[Items from a data source]

* Begin *

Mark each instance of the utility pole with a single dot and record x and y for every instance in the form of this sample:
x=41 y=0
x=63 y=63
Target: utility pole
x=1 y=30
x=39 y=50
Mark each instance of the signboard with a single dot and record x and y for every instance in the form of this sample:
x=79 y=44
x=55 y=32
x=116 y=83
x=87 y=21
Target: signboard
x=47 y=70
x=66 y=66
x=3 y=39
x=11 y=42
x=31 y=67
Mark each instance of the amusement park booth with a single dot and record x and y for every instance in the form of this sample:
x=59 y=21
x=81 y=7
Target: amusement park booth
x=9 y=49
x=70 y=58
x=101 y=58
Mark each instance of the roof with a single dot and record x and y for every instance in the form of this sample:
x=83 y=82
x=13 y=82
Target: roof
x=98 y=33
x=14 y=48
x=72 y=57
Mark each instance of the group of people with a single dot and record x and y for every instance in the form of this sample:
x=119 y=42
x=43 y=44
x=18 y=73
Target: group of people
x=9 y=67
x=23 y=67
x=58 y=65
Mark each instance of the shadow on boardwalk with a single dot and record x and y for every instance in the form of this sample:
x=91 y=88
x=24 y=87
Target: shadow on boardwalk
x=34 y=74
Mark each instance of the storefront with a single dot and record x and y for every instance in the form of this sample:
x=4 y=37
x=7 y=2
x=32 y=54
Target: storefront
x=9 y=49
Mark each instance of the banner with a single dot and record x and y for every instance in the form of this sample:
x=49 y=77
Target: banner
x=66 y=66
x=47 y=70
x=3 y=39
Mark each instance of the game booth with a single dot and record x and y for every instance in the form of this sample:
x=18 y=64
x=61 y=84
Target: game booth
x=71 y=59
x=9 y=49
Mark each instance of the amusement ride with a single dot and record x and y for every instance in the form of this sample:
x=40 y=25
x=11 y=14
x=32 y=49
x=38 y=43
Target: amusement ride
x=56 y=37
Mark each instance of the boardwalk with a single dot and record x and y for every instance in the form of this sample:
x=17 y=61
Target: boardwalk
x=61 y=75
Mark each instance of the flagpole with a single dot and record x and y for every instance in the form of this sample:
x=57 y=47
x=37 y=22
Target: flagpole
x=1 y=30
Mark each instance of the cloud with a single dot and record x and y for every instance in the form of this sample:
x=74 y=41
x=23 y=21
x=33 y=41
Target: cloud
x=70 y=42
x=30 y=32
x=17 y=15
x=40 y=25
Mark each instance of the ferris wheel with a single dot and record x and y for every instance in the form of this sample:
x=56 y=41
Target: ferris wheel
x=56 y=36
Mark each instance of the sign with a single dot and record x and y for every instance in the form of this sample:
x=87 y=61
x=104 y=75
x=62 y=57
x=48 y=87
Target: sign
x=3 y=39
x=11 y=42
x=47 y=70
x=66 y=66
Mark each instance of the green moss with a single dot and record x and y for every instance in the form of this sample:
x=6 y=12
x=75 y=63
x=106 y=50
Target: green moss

* End *

Edit the listing from the line containing "Mark each instance of the flagpole" through the end of the listing, both included. Replace "single dot" with "single point" and leave everything else unchanged.

Mark each instance of the flagpole with a single point and record x and y for every instance in the form of this sample:
x=57 y=47
x=37 y=22
Target: flagpole
x=1 y=30
Mark each instance of the cloud with a single point and record x and y for every instance in the form of this sample:
x=74 y=41
x=23 y=21
x=33 y=41
Target: cloud
x=70 y=42
x=30 y=32
x=17 y=15
x=40 y=25
Mark each instance of the ferris wheel with a single point and record x and y for every instance in the form of this sample:
x=56 y=41
Target: ferris wheel
x=56 y=36
Mark each instance of the sign with a single point and record x and y for every instance in the form of this sample:
x=87 y=61
x=104 y=75
x=62 y=57
x=48 y=87
Target: sign
x=3 y=39
x=11 y=42
x=47 y=70
x=66 y=66
Mark each instance of the green moss with a single point and record x and y for every instance in the form of this sample:
x=6 y=12
x=75 y=63
x=106 y=50
Target: green moss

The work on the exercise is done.